*Work required:* The listing below must be returned in full and unchanged, without the images it carries.

*Source data:*
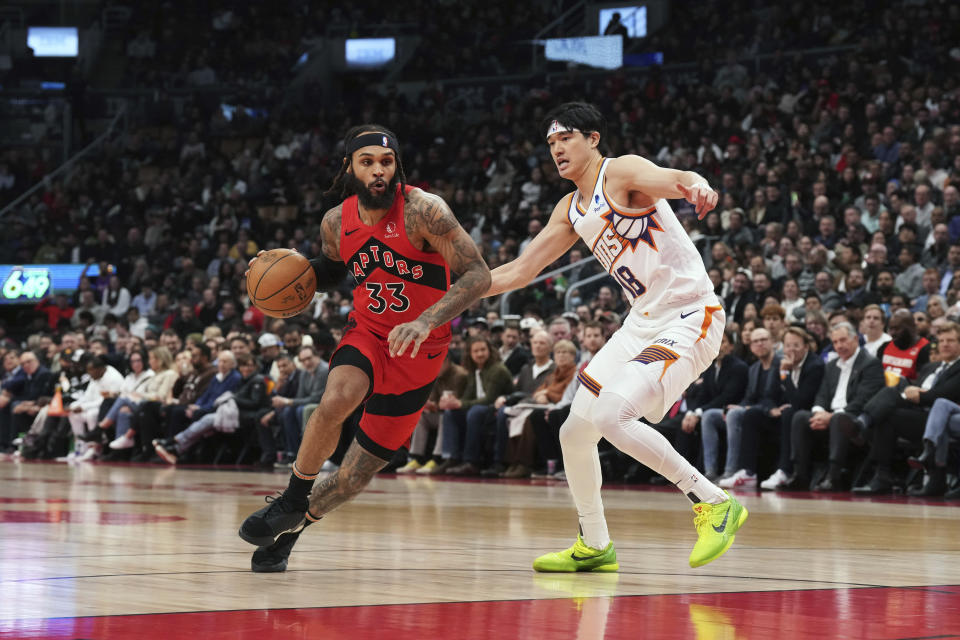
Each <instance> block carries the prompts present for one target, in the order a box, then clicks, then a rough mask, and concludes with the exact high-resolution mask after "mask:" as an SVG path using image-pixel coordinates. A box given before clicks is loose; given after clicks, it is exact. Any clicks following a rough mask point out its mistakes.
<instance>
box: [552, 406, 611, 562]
mask: <svg viewBox="0 0 960 640" xmlns="http://www.w3.org/2000/svg"><path fill="white" fill-rule="evenodd" d="M599 441H600V432H599V431H597V429H596V427H594V426H593V425H592V424H591V423H590V421H589V420H586V419H584V418H581V417H580V416H578V415H576V414H574V413H571V414H570V415H569V416H568V417H567V420H566V421H565V422H564V423H563V427H561V428H560V447H561V450H562V451H563V468H564V470H565V471H566V473H567V484H568V485H569V486H570V493H572V494H573V501H574V503H575V504H576V505H577V514H578V515H579V516H580V536H581V537H582V538H583V541H584V543H585V544H586V545H587V546H588V547H591V548H593V549H605V548H606V547H607V545H608V544H610V533H609V532H608V531H607V521H606V518H604V515H603V501H602V500H601V498H600V485H601V483H602V482H603V476H602V474H601V472H600V454H599V452H598V451H597V443H598V442H599Z"/></svg>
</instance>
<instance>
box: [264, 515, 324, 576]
mask: <svg viewBox="0 0 960 640" xmlns="http://www.w3.org/2000/svg"><path fill="white" fill-rule="evenodd" d="M311 524H313V523H312V522H310V521H309V520H305V521H304V525H303V527H302V528H301V529H300V531H297V532H295V533H282V534H280V537H279V538H277V541H276V542H274V543H273V544H272V545H270V546H269V547H260V548H259V549H257V550H256V551H254V552H253V558H251V559H250V569H251V570H252V571H253V572H254V573H281V572H283V571H286V570H287V559H288V558H289V557H290V552H291V551H293V545H295V544H296V543H297V540H298V539H299V538H300V534H301V533H303V530H304V529H306V528H307V527H309V526H310V525H311Z"/></svg>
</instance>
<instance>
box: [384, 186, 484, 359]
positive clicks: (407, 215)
mask: <svg viewBox="0 0 960 640" xmlns="http://www.w3.org/2000/svg"><path fill="white" fill-rule="evenodd" d="M406 207H407V209H406V211H405V217H406V219H407V221H408V224H409V226H410V227H412V228H413V229H414V232H415V233H416V234H417V235H419V236H421V237H423V239H425V240H426V241H427V242H429V243H430V246H432V247H433V248H434V249H436V251H437V253H439V254H440V255H441V256H443V259H444V260H445V261H446V263H447V264H448V265H450V269H451V270H453V271H454V272H455V273H457V274H458V275H459V276H460V277H459V279H458V280H457V281H456V282H455V283H454V284H453V286H452V287H450V290H449V291H447V293H446V294H444V296H443V297H442V298H440V299H439V300H437V302H436V304H434V305H433V306H432V307H430V308H429V309H427V310H426V311H424V312H423V313H421V314H420V317H419V318H417V319H416V320H414V321H413V322H407V323H405V324H401V325H398V326H396V327H394V328H393V331H391V332H390V336H389V337H388V341H389V343H390V355H391V356H394V357H396V356H401V355H403V354H404V352H406V350H407V347H408V346H412V347H413V349H412V351H411V352H410V357H415V356H416V355H417V352H418V351H419V350H420V345H421V344H422V343H423V341H424V340H426V339H427V336H429V335H430V332H431V331H433V330H434V329H436V328H437V327H439V326H441V325H443V324H446V323H447V322H450V321H451V320H453V319H454V318H456V317H457V316H458V315H460V314H461V313H463V311H464V309H466V308H467V307H469V306H470V305H471V304H473V303H474V302H475V301H477V300H478V299H480V298H481V297H483V294H484V293H485V292H486V291H487V289H488V288H489V287H490V268H489V267H488V266H487V263H486V262H485V261H484V259H483V256H481V255H480V250H479V249H478V248H477V245H476V244H475V243H474V242H473V240H472V239H471V238H470V236H469V235H467V232H466V231H464V230H463V227H461V226H460V223H459V222H457V219H456V217H454V215H453V212H452V211H451V210H450V207H448V206H447V203H446V202H444V201H443V198H441V197H439V196H435V195H433V194H431V193H426V192H424V191H420V190H419V189H417V190H414V191H412V192H411V193H410V199H409V201H408V203H407V205H406Z"/></svg>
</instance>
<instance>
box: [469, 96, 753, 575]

*Answer area:*
Each <instance> block carries the prompts present for one target, in the order a box, then clicks, then a rough mask, and concludes with the exact high-resolution mask after "mask:" as an SVG path using image-pixel coordinates. A box given before clicks is loose; given after clicks, it is exact. Any clicks following a rough mask point out its mistakes.
<instance>
box: [552, 406, 611, 562]
mask: <svg viewBox="0 0 960 640" xmlns="http://www.w3.org/2000/svg"><path fill="white" fill-rule="evenodd" d="M599 441H600V432H599V431H597V429H596V427H594V426H593V425H592V424H591V423H590V421H589V420H586V419H584V418H581V417H580V416H578V415H576V414H574V413H571V414H570V415H569V416H568V417H567V420H566V421H565V422H564V423H563V427H561V428H560V447H561V450H562V451H563V468H564V470H565V471H566V473H567V484H568V485H569V486H570V493H572V494H573V501H574V503H575V504H576V505H577V514H578V515H579V516H580V536H581V537H582V538H583V541H584V543H585V544H586V545H587V546H588V547H591V548H593V549H605V548H606V547H607V545H608V544H610V533H609V532H608V531H607V521H606V518H604V515H603V501H602V500H601V498H600V485H601V483H602V482H603V476H602V474H601V472H600V454H599V452H598V451H597V443H598V442H599Z"/></svg>
</instance>
<instance>
box: [264, 515, 324, 576]
mask: <svg viewBox="0 0 960 640" xmlns="http://www.w3.org/2000/svg"><path fill="white" fill-rule="evenodd" d="M311 524H313V523H312V522H310V521H309V520H305V521H304V525H303V527H302V528H301V529H300V531H297V532H295V533H282V534H280V537H279V538H277V541H276V542H274V543H273V544H272V545H270V546H269V547H260V548H259V549H257V550H256V551H254V552H253V558H251V559H250V569H251V570H252V571H253V572H254V573H281V572H283V571H286V570H287V559H288V558H289V557H290V552H291V551H293V545H295V544H296V543H297V540H298V539H299V538H300V534H301V533H303V530H304V529H306V528H307V527H309V526H310V525H311Z"/></svg>
</instance>
<instance>
box: [384, 186, 484, 359]
positive clicks: (407, 215)
mask: <svg viewBox="0 0 960 640" xmlns="http://www.w3.org/2000/svg"><path fill="white" fill-rule="evenodd" d="M406 207H407V209H406V211H405V217H406V219H407V221H408V224H409V226H410V227H412V228H413V229H414V232H415V233H416V234H417V235H419V236H421V237H423V239H425V240H426V241H427V242H429V243H430V246H432V247H433V248H434V249H436V251H437V253H439V254H440V255H441V256H443V259H444V260H445V261H446V263H447V264H448V265H450V269H451V270H453V271H454V272H455V273H457V274H458V275H459V276H460V277H459V279H458V280H457V281H456V282H455V283H454V284H453V286H452V287H450V290H449V291H447V293H446V294H444V296H443V297H442V298H440V299H439V300H437V302H436V304H434V305H433V306H432V307H430V308H429V309H427V310H426V311H424V312H423V313H421V314H420V317H419V318H417V319H416V320H414V321H413V322H407V323H405V324H401V325H398V326H396V327H394V328H393V331H391V332H390V336H389V337H388V341H389V343H390V355H391V356H394V357H396V356H401V355H403V354H404V352H406V350H407V347H408V346H412V347H413V349H412V351H411V352H410V357H415V356H416V355H417V352H418V351H419V350H420V345H421V344H422V343H423V341H424V340H426V339H427V336H429V335H430V332H431V331H433V330H434V329H436V328H437V327H439V326H441V325H443V324H446V323H447V322H450V321H451V320H453V319H454V318H456V317H457V316H458V315H460V314H461V313H463V311H464V309H466V308H467V307H469V306H470V305H471V304H473V303H474V302H475V301H477V300H478V299H480V298H481V297H483V294H484V293H485V292H486V291H487V289H488V288H489V287H490V268H489V267H488V266H487V263H486V262H485V261H484V259H483V256H481V255H480V250H479V249H478V248H477V245H476V244H475V243H474V242H473V240H472V239H471V238H470V236H469V235H467V232H466V231H464V230H463V227H461V226H460V223H459V222H457V219H456V217H454V215H453V212H452V211H451V210H450V207H448V206H447V203H446V202H444V201H443V198H441V197H439V196H435V195H433V194H431V193H426V192H424V191H420V190H419V189H417V190H414V191H412V192H411V193H410V199H409V201H408V203H407V205H406Z"/></svg>
</instance>
<instance>
box: [469, 96, 753, 575]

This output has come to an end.